## [Records to use]
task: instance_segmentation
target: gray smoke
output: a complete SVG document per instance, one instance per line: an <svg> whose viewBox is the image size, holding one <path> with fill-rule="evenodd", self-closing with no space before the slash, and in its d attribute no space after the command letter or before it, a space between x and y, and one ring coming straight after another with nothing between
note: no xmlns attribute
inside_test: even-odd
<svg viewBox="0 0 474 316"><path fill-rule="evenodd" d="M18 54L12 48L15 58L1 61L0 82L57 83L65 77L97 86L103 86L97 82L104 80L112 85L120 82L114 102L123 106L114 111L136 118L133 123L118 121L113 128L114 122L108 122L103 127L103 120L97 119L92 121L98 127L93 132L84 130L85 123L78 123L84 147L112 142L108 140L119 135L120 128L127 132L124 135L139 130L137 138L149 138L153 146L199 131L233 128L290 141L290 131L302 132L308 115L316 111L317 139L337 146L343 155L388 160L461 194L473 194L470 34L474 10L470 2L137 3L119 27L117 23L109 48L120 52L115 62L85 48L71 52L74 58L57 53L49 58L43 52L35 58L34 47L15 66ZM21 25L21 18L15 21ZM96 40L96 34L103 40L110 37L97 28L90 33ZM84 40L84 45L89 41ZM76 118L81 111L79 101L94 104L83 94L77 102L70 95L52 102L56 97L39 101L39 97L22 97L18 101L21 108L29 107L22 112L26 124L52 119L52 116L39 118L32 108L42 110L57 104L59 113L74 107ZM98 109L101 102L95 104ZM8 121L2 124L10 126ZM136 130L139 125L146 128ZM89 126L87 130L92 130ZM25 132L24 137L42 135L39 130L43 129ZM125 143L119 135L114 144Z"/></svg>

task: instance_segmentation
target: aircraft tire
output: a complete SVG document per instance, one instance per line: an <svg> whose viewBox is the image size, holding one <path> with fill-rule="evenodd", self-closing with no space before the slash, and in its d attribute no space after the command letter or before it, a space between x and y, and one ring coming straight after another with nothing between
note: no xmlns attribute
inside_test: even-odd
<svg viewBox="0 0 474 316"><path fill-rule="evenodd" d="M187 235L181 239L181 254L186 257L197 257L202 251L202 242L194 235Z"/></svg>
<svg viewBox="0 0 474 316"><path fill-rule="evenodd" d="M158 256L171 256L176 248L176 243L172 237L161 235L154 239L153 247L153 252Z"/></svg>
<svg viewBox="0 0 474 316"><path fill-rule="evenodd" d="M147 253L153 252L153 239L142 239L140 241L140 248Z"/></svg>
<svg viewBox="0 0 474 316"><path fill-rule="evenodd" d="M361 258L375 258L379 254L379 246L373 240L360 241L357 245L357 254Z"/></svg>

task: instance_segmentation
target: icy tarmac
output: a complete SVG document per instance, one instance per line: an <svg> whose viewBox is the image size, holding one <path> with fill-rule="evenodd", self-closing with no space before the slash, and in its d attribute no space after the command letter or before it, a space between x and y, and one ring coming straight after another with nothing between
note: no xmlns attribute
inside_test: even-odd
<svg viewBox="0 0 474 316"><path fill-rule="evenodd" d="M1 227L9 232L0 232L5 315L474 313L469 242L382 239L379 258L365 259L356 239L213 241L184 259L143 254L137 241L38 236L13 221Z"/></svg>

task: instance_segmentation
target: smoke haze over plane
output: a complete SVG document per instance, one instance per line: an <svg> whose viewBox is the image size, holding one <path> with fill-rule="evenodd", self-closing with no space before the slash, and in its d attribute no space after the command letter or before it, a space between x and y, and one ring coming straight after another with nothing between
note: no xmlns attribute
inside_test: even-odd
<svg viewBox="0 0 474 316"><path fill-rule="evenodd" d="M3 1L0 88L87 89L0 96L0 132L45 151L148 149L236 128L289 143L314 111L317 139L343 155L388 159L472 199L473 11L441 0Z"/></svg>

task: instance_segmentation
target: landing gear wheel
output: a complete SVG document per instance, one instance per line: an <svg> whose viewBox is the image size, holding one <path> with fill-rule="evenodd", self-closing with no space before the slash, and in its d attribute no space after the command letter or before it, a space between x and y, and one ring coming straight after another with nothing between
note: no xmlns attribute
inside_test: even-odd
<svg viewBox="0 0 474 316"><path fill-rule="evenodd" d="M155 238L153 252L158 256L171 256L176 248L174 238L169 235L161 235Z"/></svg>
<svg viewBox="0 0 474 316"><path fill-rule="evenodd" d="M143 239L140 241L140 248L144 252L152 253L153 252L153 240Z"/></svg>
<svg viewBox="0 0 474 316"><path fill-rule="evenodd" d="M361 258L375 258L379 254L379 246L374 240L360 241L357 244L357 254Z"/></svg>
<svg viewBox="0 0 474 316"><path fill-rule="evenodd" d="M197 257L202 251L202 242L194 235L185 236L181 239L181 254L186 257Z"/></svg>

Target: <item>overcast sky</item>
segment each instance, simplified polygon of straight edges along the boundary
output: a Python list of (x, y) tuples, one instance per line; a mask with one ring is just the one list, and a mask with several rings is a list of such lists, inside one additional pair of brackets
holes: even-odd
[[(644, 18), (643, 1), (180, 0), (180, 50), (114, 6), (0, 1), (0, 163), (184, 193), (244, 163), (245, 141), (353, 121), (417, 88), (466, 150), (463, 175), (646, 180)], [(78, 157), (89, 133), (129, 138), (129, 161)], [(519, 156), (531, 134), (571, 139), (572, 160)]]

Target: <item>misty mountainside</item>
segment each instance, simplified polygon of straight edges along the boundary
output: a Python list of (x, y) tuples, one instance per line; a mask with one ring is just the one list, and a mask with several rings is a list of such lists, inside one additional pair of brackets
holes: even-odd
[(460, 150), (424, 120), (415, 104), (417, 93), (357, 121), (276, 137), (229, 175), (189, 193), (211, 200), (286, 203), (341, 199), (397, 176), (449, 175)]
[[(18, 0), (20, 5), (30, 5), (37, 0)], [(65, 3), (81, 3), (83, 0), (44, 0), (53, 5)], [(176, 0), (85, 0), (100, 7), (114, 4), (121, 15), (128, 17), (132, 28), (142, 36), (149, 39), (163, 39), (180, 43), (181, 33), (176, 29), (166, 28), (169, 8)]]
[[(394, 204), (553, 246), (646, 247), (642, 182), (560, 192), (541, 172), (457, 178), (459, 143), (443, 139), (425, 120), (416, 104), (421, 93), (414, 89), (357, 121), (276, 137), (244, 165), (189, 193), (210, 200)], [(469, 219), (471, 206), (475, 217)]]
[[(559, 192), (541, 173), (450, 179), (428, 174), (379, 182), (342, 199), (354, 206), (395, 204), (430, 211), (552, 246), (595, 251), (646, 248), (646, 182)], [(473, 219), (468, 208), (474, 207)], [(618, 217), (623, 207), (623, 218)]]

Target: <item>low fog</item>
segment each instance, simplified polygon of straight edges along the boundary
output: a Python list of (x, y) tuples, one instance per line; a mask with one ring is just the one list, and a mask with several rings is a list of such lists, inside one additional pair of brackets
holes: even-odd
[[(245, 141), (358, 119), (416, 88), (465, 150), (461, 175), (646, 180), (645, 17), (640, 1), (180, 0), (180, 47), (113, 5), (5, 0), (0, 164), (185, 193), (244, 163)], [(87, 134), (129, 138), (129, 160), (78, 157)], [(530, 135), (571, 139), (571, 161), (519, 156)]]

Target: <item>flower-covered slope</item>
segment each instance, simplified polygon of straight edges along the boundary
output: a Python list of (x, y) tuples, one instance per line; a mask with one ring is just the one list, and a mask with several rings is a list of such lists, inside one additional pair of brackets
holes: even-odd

## [Brief]
Format every line of the entries above as one numbered list, skipping the blank lines.

## [Output]
1. task: instance_segmentation
2. target: gray smoke
3. output: a complete SVG document per instance, one instance per line: an <svg> whose viewBox is the image size, holding one <path> with fill-rule="evenodd", self-closing with no space before the slash, and in its d attribute no space after the command letter or before it, a space between x and y, and one ring coming straight after another with nothing between
4. note: no xmlns attribute
5. inside_test: even-odd
6. <svg viewBox="0 0 474 316"><path fill-rule="evenodd" d="M18 54L12 48L15 58L1 61L0 82L57 83L65 77L97 86L103 86L97 82L104 80L112 85L120 82L114 102L123 106L114 111L136 118L133 123L118 121L113 128L114 122L108 122L103 127L103 120L97 119L92 121L98 127L93 132L84 130L85 123L78 123L84 147L112 142L108 140L119 135L120 128L127 132L124 135L139 130L137 138L149 138L153 146L199 131L233 128L290 141L290 131L302 132L308 115L316 111L317 139L337 146L343 155L388 160L461 194L473 194L470 34L474 10L470 2L137 3L119 27L117 23L109 48L120 52L115 62L85 48L71 52L74 58L57 53L49 58L43 52L35 58L34 47L15 66ZM21 25L21 18L15 21ZM96 40L96 34L103 40L110 37L97 28L90 33ZM84 40L84 45L89 41ZM76 118L81 111L79 101L94 104L83 94L77 102L70 95L52 102L56 97L39 101L39 97L22 97L18 101L21 108L29 107L22 112L26 124L52 119L52 116L39 118L32 108L42 110L57 104L59 113L74 107ZM98 109L101 102L95 104ZM8 121L2 124L10 126ZM136 130L139 125L146 128ZM89 126L87 130L92 130ZM25 132L24 137L42 135L39 130L43 129ZM125 143L119 135L114 144Z"/></svg>
7. task: instance_segmentation
8. target: aircraft tire
9. output: a complete SVG document per instance, one instance per line: an <svg> whose viewBox is the image size, holding one <path> with fill-rule="evenodd", self-closing with no space before the slash, and in its d attribute no space after the command letter or before it, a space between x and y, and one ring coming straight after another with nothing between
10. note: no xmlns attribute
11. inside_test: even-odd
12. <svg viewBox="0 0 474 316"><path fill-rule="evenodd" d="M187 235L181 239L181 254L186 257L197 257L202 251L202 242L194 235Z"/></svg>
13. <svg viewBox="0 0 474 316"><path fill-rule="evenodd" d="M158 256L171 256L176 248L176 243L172 237L161 235L154 239L153 247L153 252Z"/></svg>
14. <svg viewBox="0 0 474 316"><path fill-rule="evenodd" d="M147 253L153 252L153 239L142 239L140 241L140 248Z"/></svg>
15. <svg viewBox="0 0 474 316"><path fill-rule="evenodd" d="M361 258L375 258L379 254L379 246L373 240L360 241L357 245L357 254Z"/></svg>
16. task: instance_segmentation
17. target: icy tarmac
18. output: a complete SVG document per instance, one instance per line: an <svg> whose viewBox is the image size, holding one <path> with fill-rule="evenodd", self-closing with no space before the slash, and in its d attribute no space after the command letter or before it, a space between x and y, and one ring coming straight after another with nothing between
19. note: no xmlns attribute
20. inside_test: even-odd
21. <svg viewBox="0 0 474 316"><path fill-rule="evenodd" d="M1 227L9 232L0 232L5 315L474 313L469 242L382 239L379 258L365 259L356 239L213 241L184 259L143 254L137 241L38 236L13 221Z"/></svg>
22. task: instance_segmentation
23. target: smoke haze over plane
24. output: a complete SVG document per instance, one instance per line: an <svg> whose viewBox is the image size, holding one <path> with fill-rule="evenodd", self-closing with no space before the slash, and in its d attribute no space after the command letter or before it, a space between x and y, and one ring coming straight after another with nothing between
25. note: no xmlns attribute
26. inside_test: even-odd
27. <svg viewBox="0 0 474 316"><path fill-rule="evenodd" d="M3 1L0 88L87 89L0 96L0 132L45 151L148 149L236 128L289 143L314 111L317 139L343 155L388 159L472 199L473 11L441 0Z"/></svg>
28. task: instance_segmentation
29. target: landing gear wheel
30. output: a complete SVG document per instance, one instance per line: an <svg> whose viewBox is the image size, holding one <path> with fill-rule="evenodd", self-closing with no space before the slash, and in its d attribute no space after the command letter or before it, a space between x and y, and one ring coming straight after another with nothing between
31. note: no xmlns attribute
32. inside_test: even-odd
33. <svg viewBox="0 0 474 316"><path fill-rule="evenodd" d="M155 238L153 252L158 256L171 256L176 248L174 238L169 235L161 235Z"/></svg>
34. <svg viewBox="0 0 474 316"><path fill-rule="evenodd" d="M143 239L140 241L140 248L144 252L152 253L153 252L153 240Z"/></svg>
35. <svg viewBox="0 0 474 316"><path fill-rule="evenodd" d="M361 258L375 258L379 254L379 246L374 240L360 241L357 244L357 254Z"/></svg>
36. <svg viewBox="0 0 474 316"><path fill-rule="evenodd" d="M197 257L202 251L202 242L194 235L185 236L181 239L181 254L186 257Z"/></svg>
37. Target: <item>overcast sky</item>
38. segment each instance, simplified polygon of straight edges along the boundary
39. output: a Python list of (x, y) tuples, one instance per line; a mask with one ring is just the one list, and a mask with several rings is a list of such lists, inside one additional pair of brackets
40. holes: even-odd
41. [[(644, 18), (643, 1), (180, 0), (180, 50), (114, 6), (0, 1), (0, 163), (184, 193), (244, 163), (245, 141), (353, 121), (417, 88), (466, 150), (463, 175), (646, 180)], [(78, 157), (89, 133), (129, 138), (129, 161)], [(519, 156), (531, 134), (571, 139), (572, 160)]]
42. Target: <item>misty mountainside</item>
43. segment each instance, simplified polygon of straight edges along the boundary
44. output: a Python list of (x, y) tuples, one instance per line; a mask with one ring is just the one list, and a mask with several rings is a list of such lists, inside one additional pair of brackets
45. holes: even-odd
46. [(460, 150), (424, 120), (415, 104), (417, 93), (357, 121), (276, 137), (229, 175), (189, 193), (211, 200), (286, 203), (341, 199), (397, 176), (449, 175)]
47. [[(18, 0), (20, 5), (30, 5), (37, 0)], [(65, 3), (81, 3), (83, 0), (44, 0), (53, 5)], [(176, 0), (85, 0), (100, 7), (114, 4), (121, 15), (128, 17), (132, 28), (142, 36), (149, 39), (163, 39), (180, 43), (181, 33), (176, 29), (166, 28), (169, 8)]]
48. [[(394, 204), (553, 246), (646, 247), (642, 182), (560, 192), (541, 172), (457, 178), (459, 143), (443, 139), (425, 120), (416, 104), (421, 93), (414, 89), (357, 121), (276, 137), (244, 165), (189, 193), (210, 200)], [(469, 219), (471, 206), (475, 217)]]
49. [[(559, 192), (541, 173), (450, 179), (428, 174), (379, 182), (342, 199), (354, 206), (395, 204), (430, 211), (552, 246), (595, 251), (646, 248), (646, 182)], [(473, 219), (468, 208), (474, 207)], [(618, 217), (623, 207), (623, 218)]]
50. Target: <item>low fog</item>
51. segment each instance, simplified polygon of straight edges along the boundary
52. output: a Python list of (x, y) tuples, one instance per line; a mask with one ring is just the one list, and a mask with several rings is a list of such lists, inside one additional pair of brackets
53. holes: even-odd
54. [[(245, 141), (358, 119), (416, 88), (465, 150), (461, 175), (646, 180), (645, 17), (640, 1), (180, 0), (180, 47), (113, 5), (5, 0), (0, 164), (185, 193), (244, 163)], [(87, 134), (129, 138), (129, 160), (78, 157)], [(530, 135), (571, 139), (571, 161), (519, 156)]]
55. Target: <item>flower-covered slope</item>
56. segment each instance, simplified polygon of straight edges along the boundary
57. output: a Python list of (x, y) tuples, one instance per line; a mask with one ring is just the one list, and a mask with several rings is a list of such lists, inside one additional pair of brackets
58. holes: even-odd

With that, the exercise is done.